▶ _Short problem_: Render the lines of the rows below as a Markdown table with the columns Number and Line, starting at the beginning of the rows and ending at the line that contains "(445, 1038)", both included. Give each line a running number, skip blank lines, and leave the pictures out.

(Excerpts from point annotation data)
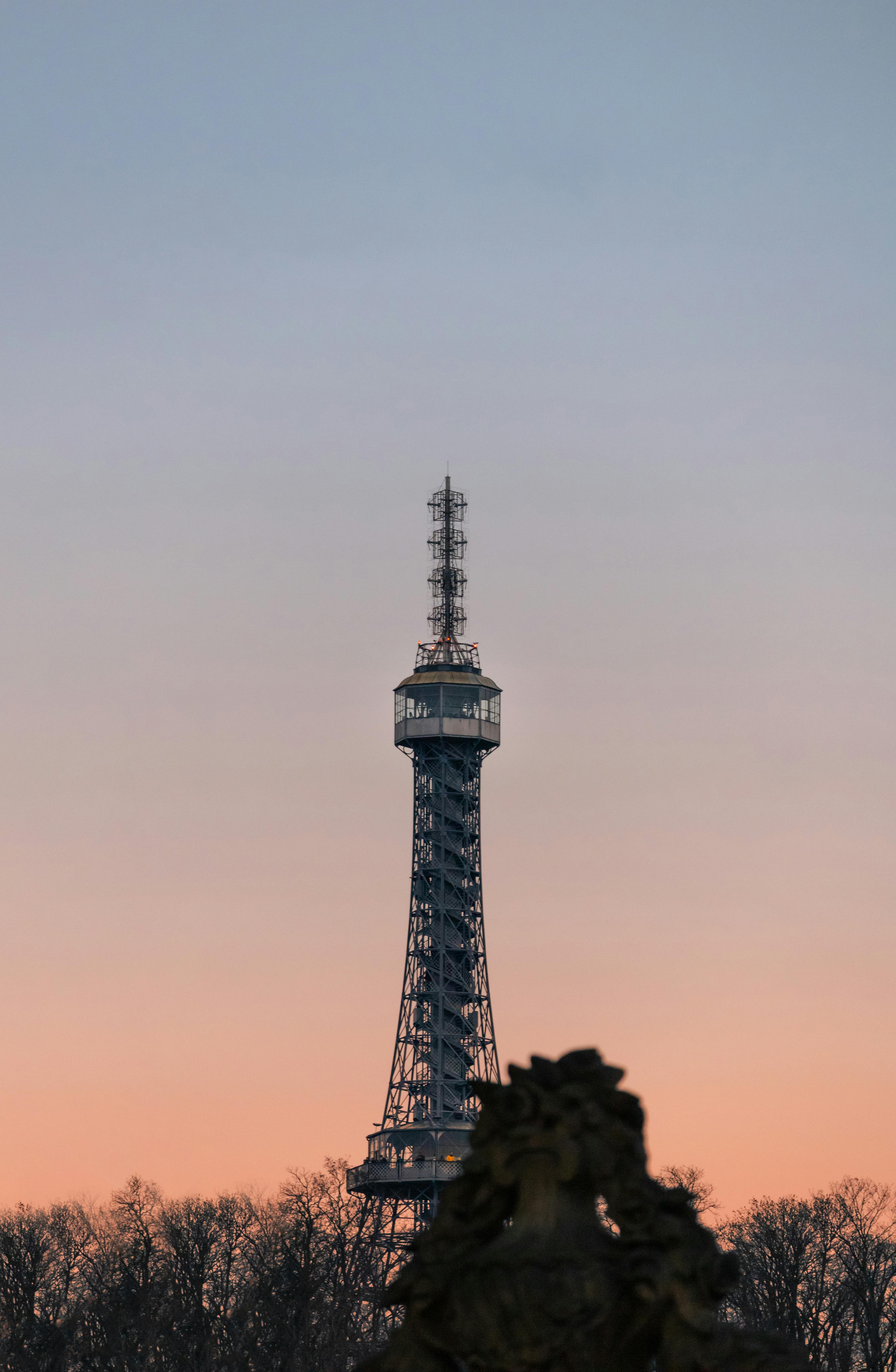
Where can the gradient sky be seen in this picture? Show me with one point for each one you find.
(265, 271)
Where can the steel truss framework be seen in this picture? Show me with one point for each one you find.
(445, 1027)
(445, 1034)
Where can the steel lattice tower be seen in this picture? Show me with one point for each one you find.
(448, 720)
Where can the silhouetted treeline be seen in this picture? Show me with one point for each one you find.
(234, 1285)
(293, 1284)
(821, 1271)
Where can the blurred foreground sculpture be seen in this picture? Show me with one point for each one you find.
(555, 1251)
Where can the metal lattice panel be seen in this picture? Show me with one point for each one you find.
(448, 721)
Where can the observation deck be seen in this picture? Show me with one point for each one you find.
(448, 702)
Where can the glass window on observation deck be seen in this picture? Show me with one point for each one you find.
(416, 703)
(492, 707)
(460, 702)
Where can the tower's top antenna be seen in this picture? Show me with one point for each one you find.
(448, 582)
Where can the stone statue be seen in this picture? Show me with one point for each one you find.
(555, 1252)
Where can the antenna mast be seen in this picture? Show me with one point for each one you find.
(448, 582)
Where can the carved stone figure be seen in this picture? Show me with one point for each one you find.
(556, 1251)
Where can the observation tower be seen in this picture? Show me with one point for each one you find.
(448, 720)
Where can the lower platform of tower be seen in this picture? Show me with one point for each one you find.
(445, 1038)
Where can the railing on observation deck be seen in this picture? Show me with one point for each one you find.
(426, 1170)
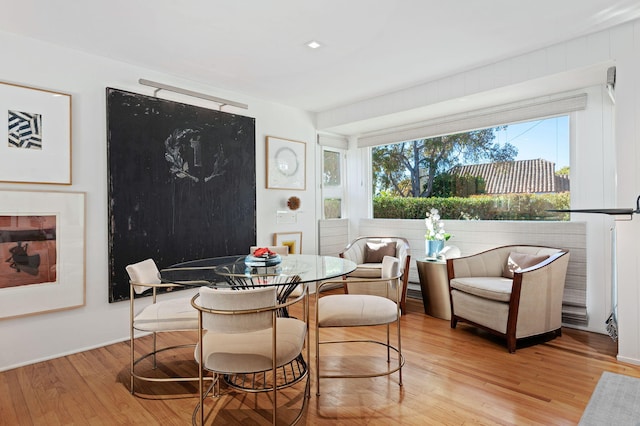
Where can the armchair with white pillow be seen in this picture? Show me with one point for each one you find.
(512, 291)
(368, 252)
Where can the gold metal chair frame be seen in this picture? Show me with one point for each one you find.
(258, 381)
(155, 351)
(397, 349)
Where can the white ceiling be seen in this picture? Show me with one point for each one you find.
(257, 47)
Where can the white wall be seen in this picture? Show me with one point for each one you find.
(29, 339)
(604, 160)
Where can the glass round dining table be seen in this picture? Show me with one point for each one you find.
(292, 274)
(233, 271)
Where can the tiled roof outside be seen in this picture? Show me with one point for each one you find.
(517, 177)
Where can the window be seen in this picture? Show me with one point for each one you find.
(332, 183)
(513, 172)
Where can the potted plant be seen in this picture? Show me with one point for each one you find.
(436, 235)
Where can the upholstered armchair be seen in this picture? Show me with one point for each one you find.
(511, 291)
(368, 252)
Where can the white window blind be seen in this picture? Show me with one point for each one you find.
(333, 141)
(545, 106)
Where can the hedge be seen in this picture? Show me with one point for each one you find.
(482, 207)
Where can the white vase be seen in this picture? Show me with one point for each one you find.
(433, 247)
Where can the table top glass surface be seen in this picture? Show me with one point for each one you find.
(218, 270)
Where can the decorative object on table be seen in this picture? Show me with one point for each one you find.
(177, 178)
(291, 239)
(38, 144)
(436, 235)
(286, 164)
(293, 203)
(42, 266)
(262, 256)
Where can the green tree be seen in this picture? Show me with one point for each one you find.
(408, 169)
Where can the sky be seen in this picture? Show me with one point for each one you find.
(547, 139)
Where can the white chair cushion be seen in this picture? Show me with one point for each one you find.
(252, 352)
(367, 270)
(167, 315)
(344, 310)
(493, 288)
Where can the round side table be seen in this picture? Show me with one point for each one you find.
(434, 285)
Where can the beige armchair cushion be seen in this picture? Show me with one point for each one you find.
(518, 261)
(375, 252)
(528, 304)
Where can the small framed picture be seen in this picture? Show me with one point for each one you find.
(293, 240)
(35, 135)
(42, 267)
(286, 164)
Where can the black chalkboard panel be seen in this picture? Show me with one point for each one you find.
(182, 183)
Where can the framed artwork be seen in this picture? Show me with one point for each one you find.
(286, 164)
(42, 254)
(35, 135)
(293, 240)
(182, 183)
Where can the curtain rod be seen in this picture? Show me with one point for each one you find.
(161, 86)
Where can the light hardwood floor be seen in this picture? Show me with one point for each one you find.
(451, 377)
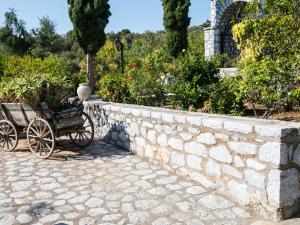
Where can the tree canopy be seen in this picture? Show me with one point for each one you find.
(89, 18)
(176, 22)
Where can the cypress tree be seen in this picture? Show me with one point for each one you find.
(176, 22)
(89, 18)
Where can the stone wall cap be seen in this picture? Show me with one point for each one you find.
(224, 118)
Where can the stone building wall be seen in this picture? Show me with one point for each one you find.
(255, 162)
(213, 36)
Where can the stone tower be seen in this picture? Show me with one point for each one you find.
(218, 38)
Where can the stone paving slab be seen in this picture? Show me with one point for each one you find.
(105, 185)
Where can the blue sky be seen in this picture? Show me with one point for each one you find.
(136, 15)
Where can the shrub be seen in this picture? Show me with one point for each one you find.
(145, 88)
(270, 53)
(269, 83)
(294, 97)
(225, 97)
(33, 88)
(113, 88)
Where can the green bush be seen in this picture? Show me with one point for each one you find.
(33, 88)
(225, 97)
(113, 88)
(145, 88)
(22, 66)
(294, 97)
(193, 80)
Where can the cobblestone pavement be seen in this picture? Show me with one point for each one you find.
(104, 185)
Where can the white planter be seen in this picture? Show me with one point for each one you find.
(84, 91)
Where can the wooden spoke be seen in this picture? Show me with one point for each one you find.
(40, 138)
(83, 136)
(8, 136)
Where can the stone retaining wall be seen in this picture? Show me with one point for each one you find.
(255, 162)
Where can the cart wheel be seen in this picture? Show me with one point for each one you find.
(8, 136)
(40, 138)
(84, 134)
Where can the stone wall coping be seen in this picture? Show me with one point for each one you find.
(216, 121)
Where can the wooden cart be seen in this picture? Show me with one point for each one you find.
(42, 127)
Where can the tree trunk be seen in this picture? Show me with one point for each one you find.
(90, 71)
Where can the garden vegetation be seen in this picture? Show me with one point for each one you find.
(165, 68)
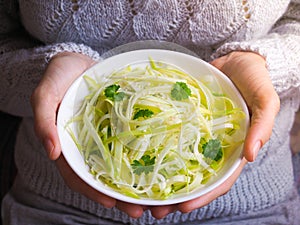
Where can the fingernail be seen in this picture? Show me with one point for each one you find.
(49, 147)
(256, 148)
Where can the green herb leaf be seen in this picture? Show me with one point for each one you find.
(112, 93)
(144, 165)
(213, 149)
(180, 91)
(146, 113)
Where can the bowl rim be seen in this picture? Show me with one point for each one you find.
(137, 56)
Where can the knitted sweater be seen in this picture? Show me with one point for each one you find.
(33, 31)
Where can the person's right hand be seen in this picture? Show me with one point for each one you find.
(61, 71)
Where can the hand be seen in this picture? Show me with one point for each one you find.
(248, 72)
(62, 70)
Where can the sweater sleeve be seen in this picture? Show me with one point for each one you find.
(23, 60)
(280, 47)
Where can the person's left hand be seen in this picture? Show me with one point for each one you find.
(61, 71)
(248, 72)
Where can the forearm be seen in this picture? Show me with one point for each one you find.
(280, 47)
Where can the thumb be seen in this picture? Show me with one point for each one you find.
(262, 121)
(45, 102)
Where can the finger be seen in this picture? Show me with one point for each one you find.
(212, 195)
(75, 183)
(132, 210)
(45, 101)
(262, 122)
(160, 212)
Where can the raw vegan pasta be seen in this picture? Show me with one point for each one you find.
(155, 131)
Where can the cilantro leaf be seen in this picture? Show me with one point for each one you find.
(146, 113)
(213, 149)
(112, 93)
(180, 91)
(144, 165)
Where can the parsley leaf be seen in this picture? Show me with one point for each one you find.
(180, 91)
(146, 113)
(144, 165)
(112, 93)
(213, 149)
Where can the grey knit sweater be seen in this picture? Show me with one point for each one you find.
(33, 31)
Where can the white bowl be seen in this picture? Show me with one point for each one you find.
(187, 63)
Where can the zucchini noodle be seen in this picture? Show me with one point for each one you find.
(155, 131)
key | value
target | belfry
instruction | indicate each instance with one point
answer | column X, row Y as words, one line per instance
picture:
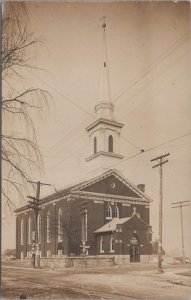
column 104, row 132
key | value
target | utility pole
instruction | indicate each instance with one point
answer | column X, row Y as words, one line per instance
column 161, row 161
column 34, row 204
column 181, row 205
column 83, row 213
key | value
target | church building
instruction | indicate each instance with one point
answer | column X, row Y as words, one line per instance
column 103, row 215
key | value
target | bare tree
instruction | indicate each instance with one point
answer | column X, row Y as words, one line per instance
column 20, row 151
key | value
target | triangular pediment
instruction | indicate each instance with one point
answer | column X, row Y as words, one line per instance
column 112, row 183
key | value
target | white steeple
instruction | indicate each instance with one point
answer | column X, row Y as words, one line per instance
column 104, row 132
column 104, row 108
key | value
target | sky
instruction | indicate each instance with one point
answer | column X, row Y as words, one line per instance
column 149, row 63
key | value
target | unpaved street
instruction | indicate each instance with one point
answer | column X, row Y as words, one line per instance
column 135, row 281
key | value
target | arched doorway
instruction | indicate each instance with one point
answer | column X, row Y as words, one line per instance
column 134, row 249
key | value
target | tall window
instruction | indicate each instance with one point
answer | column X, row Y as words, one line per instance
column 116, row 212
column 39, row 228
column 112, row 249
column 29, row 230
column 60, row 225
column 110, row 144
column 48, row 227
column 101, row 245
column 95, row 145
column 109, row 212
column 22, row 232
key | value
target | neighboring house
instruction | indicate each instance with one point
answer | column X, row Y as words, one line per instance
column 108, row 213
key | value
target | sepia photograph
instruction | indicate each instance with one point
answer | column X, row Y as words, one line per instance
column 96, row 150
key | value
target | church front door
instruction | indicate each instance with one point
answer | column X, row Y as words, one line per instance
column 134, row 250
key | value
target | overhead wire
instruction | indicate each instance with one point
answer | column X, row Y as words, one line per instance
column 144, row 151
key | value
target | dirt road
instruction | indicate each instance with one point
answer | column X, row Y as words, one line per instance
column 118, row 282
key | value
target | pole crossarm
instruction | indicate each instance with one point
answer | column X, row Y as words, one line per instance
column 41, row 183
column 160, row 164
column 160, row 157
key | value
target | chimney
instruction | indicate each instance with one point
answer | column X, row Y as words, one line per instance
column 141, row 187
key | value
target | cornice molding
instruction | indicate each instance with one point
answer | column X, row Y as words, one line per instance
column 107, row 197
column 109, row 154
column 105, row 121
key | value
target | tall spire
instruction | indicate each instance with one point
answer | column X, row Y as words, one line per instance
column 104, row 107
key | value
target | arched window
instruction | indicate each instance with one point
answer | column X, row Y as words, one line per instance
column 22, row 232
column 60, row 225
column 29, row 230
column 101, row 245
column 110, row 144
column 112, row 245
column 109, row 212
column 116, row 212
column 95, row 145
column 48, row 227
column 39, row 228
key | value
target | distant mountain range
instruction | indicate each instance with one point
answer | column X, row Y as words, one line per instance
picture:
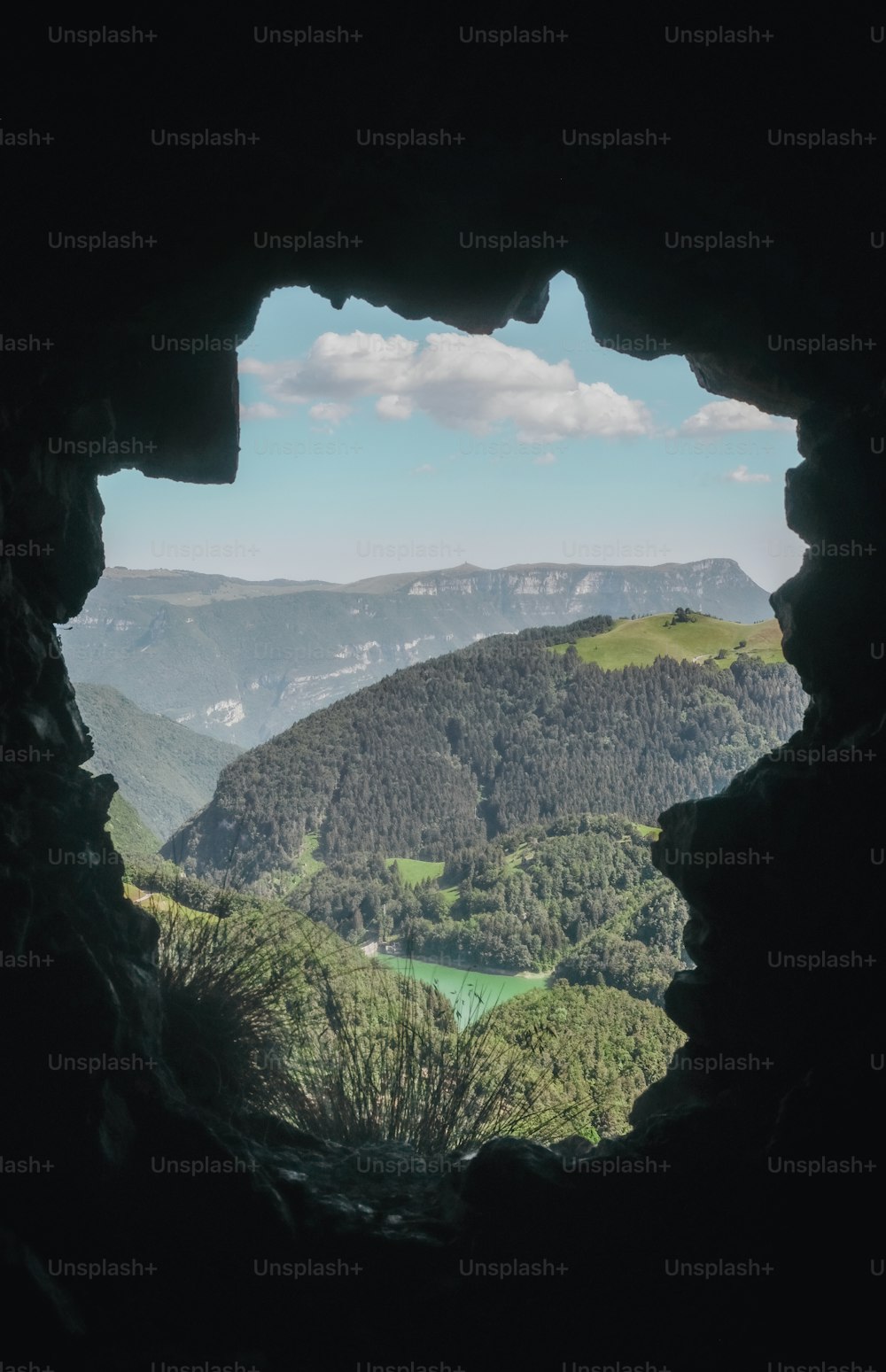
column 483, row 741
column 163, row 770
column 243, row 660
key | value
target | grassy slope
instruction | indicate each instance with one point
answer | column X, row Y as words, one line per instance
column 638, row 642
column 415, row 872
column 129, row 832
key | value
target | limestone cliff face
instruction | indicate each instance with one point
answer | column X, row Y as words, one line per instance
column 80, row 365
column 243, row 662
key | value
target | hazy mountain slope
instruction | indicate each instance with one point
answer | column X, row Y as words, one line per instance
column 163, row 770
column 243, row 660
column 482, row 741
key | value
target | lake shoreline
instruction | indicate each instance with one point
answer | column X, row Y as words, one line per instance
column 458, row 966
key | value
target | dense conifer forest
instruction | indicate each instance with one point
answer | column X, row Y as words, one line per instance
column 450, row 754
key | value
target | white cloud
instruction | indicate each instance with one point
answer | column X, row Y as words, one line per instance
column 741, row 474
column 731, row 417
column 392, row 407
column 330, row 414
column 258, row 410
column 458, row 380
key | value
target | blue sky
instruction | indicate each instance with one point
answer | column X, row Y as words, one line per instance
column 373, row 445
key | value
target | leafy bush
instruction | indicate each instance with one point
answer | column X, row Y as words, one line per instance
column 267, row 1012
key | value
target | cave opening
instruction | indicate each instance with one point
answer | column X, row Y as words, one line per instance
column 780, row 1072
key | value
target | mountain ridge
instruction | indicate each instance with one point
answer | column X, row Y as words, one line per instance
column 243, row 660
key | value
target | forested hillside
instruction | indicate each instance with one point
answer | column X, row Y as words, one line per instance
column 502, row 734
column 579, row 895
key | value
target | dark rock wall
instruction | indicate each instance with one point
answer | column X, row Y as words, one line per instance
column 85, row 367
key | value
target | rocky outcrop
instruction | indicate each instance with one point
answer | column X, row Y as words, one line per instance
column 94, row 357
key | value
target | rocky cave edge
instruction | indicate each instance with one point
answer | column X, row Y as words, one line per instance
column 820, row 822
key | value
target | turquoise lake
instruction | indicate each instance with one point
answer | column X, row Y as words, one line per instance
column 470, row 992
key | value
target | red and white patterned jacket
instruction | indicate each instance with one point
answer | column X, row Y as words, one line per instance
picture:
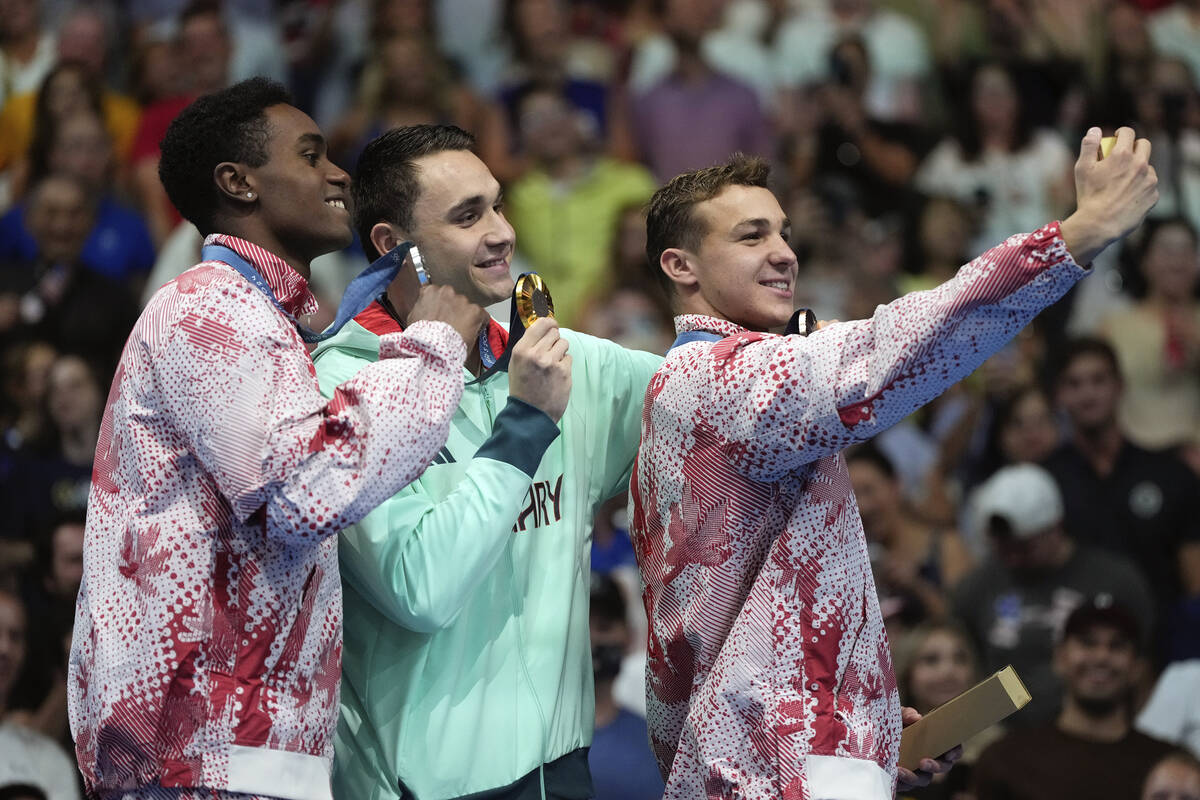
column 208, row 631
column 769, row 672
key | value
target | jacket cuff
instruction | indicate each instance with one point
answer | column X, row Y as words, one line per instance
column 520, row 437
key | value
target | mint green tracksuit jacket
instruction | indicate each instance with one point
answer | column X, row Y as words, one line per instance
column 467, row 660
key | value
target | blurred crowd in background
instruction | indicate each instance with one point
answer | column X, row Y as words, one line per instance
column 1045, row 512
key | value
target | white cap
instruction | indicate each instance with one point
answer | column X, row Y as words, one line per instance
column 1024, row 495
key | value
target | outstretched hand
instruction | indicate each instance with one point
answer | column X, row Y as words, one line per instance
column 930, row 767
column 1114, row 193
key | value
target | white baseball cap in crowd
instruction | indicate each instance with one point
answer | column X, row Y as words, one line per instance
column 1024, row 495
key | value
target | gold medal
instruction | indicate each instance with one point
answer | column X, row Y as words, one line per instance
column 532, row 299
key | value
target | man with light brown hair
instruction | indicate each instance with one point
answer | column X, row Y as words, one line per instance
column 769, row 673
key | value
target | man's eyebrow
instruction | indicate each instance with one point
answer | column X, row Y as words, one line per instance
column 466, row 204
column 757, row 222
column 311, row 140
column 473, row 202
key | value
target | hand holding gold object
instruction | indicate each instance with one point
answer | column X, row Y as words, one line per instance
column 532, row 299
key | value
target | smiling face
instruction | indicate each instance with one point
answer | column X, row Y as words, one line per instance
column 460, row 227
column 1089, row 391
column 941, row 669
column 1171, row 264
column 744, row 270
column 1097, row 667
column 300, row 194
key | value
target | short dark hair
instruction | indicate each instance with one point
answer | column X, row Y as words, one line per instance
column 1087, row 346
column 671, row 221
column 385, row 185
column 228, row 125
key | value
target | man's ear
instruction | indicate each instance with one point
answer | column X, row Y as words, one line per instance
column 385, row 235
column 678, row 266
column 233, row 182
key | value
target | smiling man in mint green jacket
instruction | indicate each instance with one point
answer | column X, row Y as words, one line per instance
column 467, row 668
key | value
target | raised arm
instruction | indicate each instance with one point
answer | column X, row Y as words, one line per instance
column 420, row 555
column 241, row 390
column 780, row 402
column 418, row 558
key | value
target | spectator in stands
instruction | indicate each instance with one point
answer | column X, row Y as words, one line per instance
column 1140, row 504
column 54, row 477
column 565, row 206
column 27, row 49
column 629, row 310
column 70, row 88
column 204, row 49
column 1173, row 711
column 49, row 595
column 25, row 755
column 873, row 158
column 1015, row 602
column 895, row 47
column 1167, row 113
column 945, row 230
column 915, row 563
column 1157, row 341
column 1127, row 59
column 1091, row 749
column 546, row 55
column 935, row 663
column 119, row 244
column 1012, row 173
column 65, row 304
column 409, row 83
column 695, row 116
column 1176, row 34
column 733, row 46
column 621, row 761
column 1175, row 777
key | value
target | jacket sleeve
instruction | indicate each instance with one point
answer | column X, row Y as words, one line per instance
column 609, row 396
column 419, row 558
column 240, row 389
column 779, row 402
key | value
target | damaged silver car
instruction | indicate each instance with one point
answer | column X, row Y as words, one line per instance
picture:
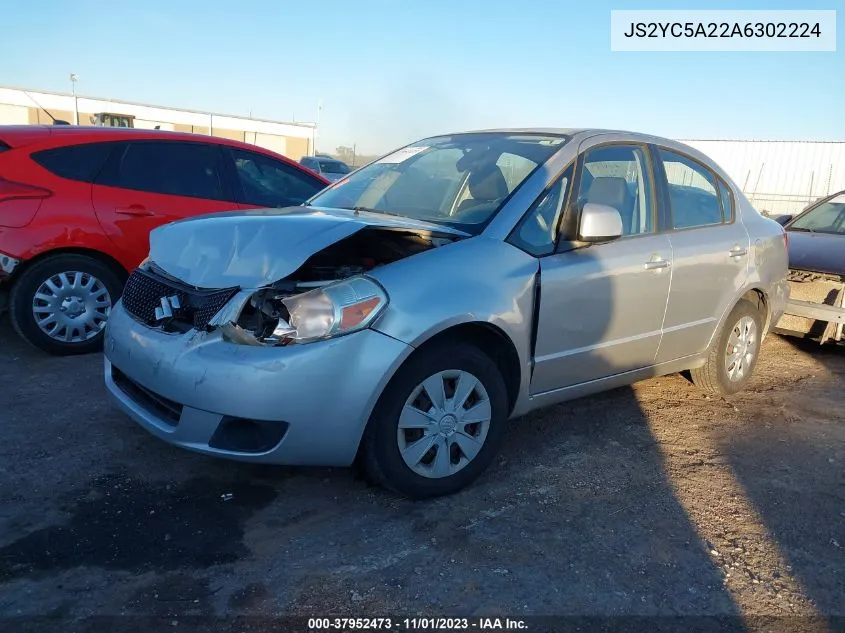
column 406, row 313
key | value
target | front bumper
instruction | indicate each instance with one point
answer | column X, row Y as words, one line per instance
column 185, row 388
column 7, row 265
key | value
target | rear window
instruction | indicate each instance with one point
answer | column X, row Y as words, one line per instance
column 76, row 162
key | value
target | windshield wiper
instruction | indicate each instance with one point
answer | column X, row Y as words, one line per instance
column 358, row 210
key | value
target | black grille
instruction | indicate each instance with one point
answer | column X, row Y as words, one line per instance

▶ _Exercise output_:
| Number | Line |
|---|---|
| 1 | Where can the gradient sky be seen in this picture? Show me with one point for each one you find. |
| 2 | (265, 271) |
| 3 | Where can the steel truss framework be seen in this picture? Show me with one point for each one you find. |
| 4 | (445, 1027) |
| 5 | (445, 1034) |
| 6 | Where can the steel lattice tower be seen in this picture? Show me with one point for each one you find. |
| 7 | (448, 720) |
| 8 | Where can the silhouetted treeline be seen in this picture? Show me with one point for each one you find. |
| 9 | (234, 1285) |
| 10 | (293, 1284) |
| 11 | (821, 1271) |
| 12 | Where can the blurred foreground sculpture be seen in this picture? Show me with one point for each one you find. |
| 13 | (555, 1251) |
| 14 | Where can the metal lattice panel be seen in this picture? Show me with one point for each one you find. |
| 15 | (448, 721) |
| 16 | Where can the observation deck be seen in this picture? Show me with one point for each one you find. |
| 17 | (448, 702) |
| 18 | Where can the glass window on observation deck be seen in this picture? Show me with one point for each one you find. |
| 19 | (416, 703) |
| 20 | (492, 707) |
| 21 | (460, 702) |
| 22 | Where can the tower's top antenna be seen in this picture? Show me with one point for each one you find. |
| 23 | (448, 582) |
| 24 | Where can the stone statue be seen in this picture? Show me with one point for each one you find. |
| 25 | (555, 1252) |
| 26 | Where can the antenna mast be seen in this picture? Show me with one point for each one you find. |
| 27 | (448, 582) |
| 28 | Where can the carved stone figure be seen in this picture? Show me with one point for each one you find. |
| 29 | (556, 1251) |
| 30 | Where can the observation tower be seen in this picture? Show me with one point for each one you find. |
| 31 | (448, 720) |
| 32 | Where can the lower platform of tower be seen in this picture? Show me with one point for each one you find. |
| 33 | (445, 1038) |